Word for word, restate the lines of the data below between those holding "find drainpipe |" and "find window |", inclusive; pictures do not belong in the copy.

───── RECORDS FOR PROCESSING ─────

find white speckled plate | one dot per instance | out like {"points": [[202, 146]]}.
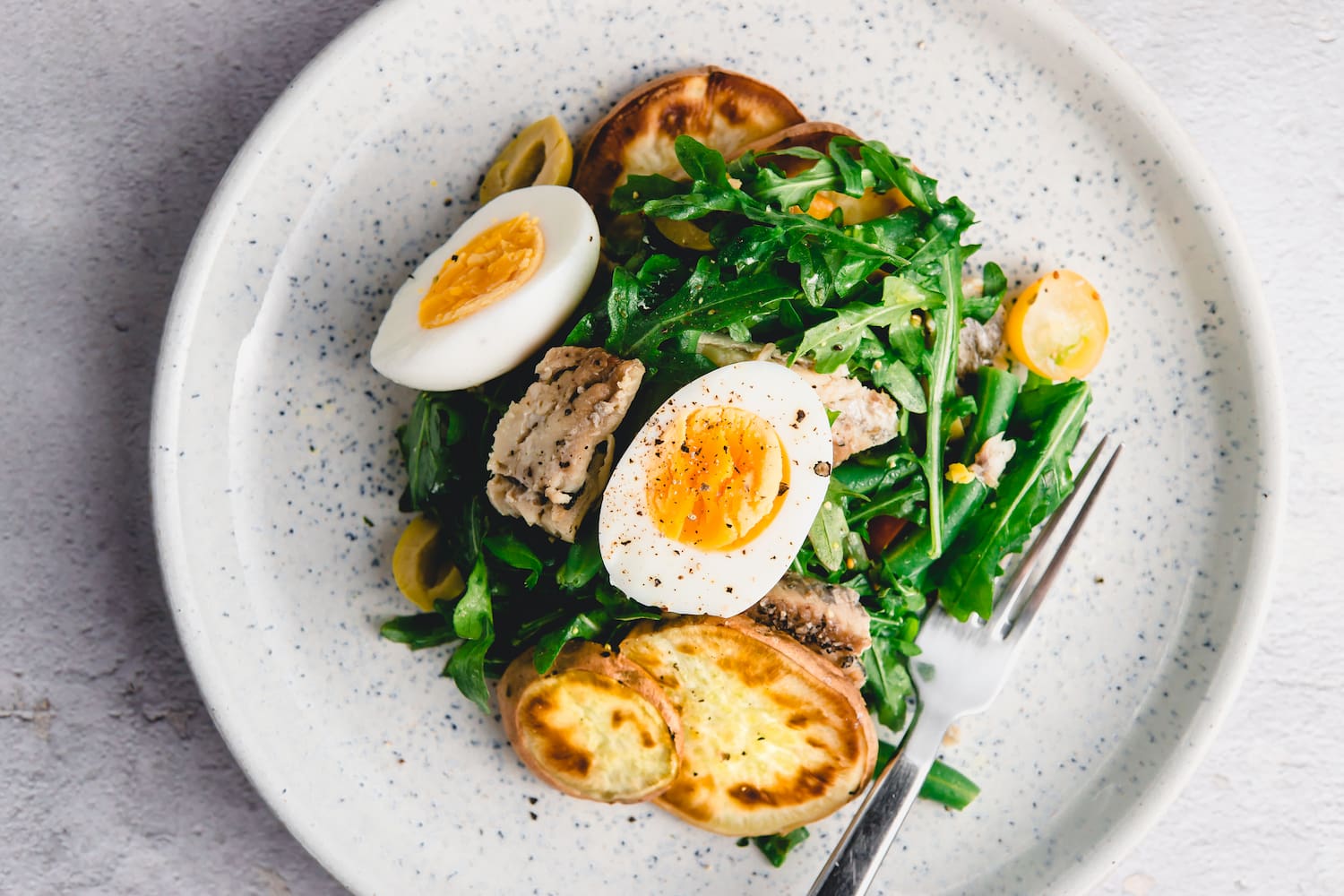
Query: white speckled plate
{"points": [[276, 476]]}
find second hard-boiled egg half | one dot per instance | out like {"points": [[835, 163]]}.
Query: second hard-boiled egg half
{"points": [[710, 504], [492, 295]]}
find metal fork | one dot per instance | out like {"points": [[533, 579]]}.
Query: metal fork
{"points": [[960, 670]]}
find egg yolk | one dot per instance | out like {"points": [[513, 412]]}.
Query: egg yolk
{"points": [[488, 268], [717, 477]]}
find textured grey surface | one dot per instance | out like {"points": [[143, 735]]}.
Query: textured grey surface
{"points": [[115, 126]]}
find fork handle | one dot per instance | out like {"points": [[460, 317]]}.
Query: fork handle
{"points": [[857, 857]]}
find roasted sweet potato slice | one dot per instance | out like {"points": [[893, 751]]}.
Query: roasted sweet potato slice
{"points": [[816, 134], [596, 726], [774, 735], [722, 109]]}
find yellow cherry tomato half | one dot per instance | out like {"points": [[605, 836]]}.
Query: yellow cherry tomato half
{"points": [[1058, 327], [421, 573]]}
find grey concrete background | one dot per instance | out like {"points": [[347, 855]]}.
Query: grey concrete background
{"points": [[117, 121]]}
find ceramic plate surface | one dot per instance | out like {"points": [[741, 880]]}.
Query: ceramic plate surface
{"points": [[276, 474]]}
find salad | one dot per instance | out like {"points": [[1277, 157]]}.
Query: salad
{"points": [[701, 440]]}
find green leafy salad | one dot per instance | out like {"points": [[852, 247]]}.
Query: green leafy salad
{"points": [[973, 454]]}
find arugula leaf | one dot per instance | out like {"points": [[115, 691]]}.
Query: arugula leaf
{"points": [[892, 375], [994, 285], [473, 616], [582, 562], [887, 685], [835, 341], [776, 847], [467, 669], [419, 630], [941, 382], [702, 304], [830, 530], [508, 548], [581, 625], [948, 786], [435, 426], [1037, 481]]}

─────
───── RECORDS FOR PROCESSING ─────

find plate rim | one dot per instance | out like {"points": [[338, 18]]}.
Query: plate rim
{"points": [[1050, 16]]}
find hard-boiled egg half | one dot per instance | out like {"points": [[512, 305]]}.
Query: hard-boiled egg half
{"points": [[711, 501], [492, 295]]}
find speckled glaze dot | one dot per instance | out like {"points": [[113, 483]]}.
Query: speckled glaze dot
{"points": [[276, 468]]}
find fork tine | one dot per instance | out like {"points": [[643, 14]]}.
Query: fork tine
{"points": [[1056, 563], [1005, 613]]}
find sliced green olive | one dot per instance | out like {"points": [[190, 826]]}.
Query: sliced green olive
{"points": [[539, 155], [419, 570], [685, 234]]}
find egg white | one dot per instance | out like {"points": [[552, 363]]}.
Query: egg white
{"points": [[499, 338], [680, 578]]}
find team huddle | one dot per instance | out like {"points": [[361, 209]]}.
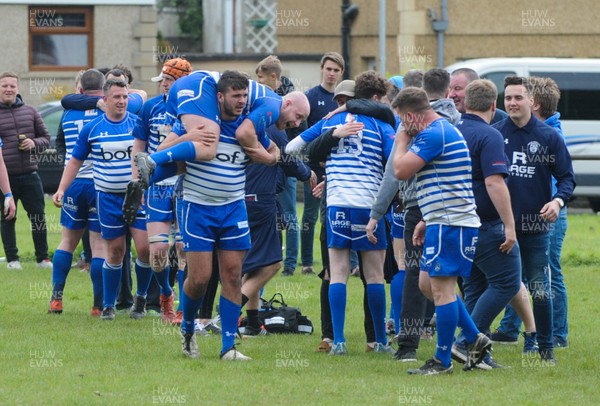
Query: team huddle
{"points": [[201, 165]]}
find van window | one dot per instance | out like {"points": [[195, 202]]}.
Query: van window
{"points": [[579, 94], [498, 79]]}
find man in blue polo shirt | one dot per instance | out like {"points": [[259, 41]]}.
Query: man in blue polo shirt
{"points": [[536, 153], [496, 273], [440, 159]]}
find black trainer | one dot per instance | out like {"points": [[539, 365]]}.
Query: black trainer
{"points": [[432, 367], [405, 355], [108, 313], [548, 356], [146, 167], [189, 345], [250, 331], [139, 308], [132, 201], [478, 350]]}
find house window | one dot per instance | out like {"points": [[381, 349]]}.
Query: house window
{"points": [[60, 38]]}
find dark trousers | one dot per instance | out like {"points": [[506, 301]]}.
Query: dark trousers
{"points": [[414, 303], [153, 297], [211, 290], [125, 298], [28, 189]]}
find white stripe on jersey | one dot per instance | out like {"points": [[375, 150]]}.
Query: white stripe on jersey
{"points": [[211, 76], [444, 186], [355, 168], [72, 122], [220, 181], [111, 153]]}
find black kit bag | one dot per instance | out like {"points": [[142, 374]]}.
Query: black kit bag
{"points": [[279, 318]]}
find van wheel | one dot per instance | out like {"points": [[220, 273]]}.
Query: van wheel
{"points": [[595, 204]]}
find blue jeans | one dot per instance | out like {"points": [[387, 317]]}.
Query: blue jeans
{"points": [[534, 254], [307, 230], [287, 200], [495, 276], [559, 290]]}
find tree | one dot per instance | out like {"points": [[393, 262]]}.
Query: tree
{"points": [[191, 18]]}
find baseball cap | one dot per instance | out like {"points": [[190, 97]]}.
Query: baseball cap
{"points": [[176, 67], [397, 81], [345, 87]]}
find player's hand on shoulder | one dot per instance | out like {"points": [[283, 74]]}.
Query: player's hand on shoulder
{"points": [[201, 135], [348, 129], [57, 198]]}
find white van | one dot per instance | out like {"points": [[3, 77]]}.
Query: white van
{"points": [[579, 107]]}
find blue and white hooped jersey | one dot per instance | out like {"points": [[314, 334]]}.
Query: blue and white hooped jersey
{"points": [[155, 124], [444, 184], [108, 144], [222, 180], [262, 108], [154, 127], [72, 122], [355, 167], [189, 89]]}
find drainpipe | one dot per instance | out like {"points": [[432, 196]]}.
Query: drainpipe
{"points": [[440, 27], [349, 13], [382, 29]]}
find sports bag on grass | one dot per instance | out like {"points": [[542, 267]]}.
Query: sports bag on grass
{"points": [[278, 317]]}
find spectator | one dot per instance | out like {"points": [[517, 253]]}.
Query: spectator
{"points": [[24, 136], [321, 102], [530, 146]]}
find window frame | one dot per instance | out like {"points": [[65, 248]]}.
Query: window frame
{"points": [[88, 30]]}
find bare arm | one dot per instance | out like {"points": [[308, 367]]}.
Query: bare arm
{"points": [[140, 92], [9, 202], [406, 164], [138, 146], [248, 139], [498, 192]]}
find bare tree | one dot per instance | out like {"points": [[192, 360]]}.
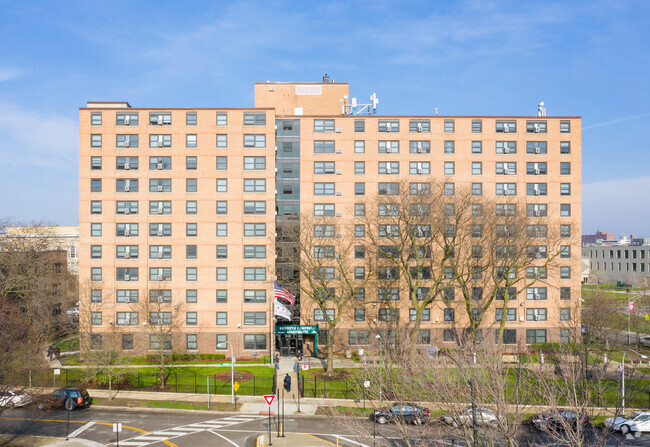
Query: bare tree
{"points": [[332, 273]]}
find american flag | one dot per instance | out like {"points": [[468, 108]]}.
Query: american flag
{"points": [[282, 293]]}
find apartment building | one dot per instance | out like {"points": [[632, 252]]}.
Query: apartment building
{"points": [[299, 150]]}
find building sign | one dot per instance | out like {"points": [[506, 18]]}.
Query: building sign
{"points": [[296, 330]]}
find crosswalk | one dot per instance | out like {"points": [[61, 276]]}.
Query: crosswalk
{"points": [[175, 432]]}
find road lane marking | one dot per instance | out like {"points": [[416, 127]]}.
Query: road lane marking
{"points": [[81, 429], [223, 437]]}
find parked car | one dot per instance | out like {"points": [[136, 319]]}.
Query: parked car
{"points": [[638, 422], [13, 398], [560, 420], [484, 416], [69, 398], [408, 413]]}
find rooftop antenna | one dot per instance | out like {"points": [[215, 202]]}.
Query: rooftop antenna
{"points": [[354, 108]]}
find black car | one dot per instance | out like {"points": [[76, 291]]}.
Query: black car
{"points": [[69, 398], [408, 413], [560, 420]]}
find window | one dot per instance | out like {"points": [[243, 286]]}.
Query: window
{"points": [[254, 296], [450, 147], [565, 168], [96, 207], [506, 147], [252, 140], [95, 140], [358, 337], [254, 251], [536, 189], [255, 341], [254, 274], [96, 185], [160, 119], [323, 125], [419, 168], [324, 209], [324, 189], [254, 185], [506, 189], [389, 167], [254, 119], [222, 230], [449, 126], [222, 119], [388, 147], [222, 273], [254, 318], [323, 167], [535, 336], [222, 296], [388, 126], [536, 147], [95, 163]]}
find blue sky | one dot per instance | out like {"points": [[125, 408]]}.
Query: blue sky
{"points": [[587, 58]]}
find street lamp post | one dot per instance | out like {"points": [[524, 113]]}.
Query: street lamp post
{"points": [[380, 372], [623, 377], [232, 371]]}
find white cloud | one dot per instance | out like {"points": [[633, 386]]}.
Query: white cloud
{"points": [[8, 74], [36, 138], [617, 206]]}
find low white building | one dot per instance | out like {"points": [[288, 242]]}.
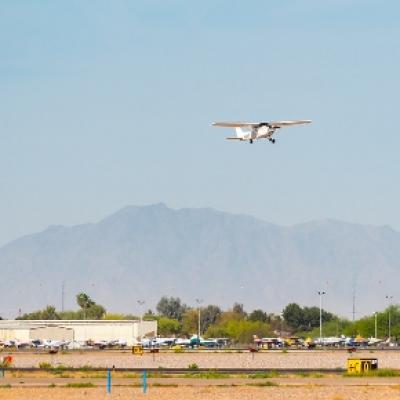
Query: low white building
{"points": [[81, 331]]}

─────

TASK ANSWER —
find drainpipe | one dot per instance | out like {"points": [[432, 196]]}.
Query: drainpipe
{"points": [[440, 27], [349, 13], [382, 29]]}
find sports bag on grass | one dot per instance | out like {"points": [[542, 267]]}.
Query: sports bag on grass
{"points": [[278, 317]]}
find spectator | one dot per instance | out like {"points": [[517, 253]]}.
Query: spectator
{"points": [[24, 136], [321, 102], [530, 146]]}
find window frame | one dot per instance | out like {"points": [[65, 248]]}.
Query: window frame
{"points": [[88, 30]]}
find bare arm | one dot per instance | out like {"points": [[308, 367]]}.
Query: bare arm
{"points": [[140, 92], [9, 202], [406, 164], [138, 146], [248, 139], [498, 192]]}
find bare tree | one dot per instance | out like {"points": [[192, 360]]}.
Query: bare tree
{"points": [[332, 273]]}
find american flag | one dot per instance | out like {"points": [[468, 108]]}.
Query: american flag
{"points": [[282, 293]]}
find apartment building | one dot per instance | out like {"points": [[632, 252]]}.
Query: apartment building
{"points": [[299, 150]]}
find building sign | one dot per instance | out like {"points": [[506, 18]]}.
Query: building sign
{"points": [[296, 330]]}
find crosswalk | one dot per instance | out like {"points": [[61, 276]]}.
Query: crosswalk
{"points": [[175, 432]]}
find road lane marking | one dot per instance | out like {"points": [[416, 127]]}.
Query: road lane marking
{"points": [[81, 429], [223, 437]]}
find parked car | one dot per instance | out like {"points": [[136, 319]]}.
Query: parked car
{"points": [[638, 422], [13, 398], [560, 420], [484, 416], [69, 398], [408, 413]]}
find rooftop antenna | one dot per instance | out like {"points": [[215, 202]]}.
Query: rooftop antenna
{"points": [[354, 108]]}
find black car | one dot per instance | out like {"points": [[76, 291]]}.
Query: black car
{"points": [[69, 398], [408, 413], [560, 420]]}
find window | one dot per instance | out like {"points": [[243, 286]]}.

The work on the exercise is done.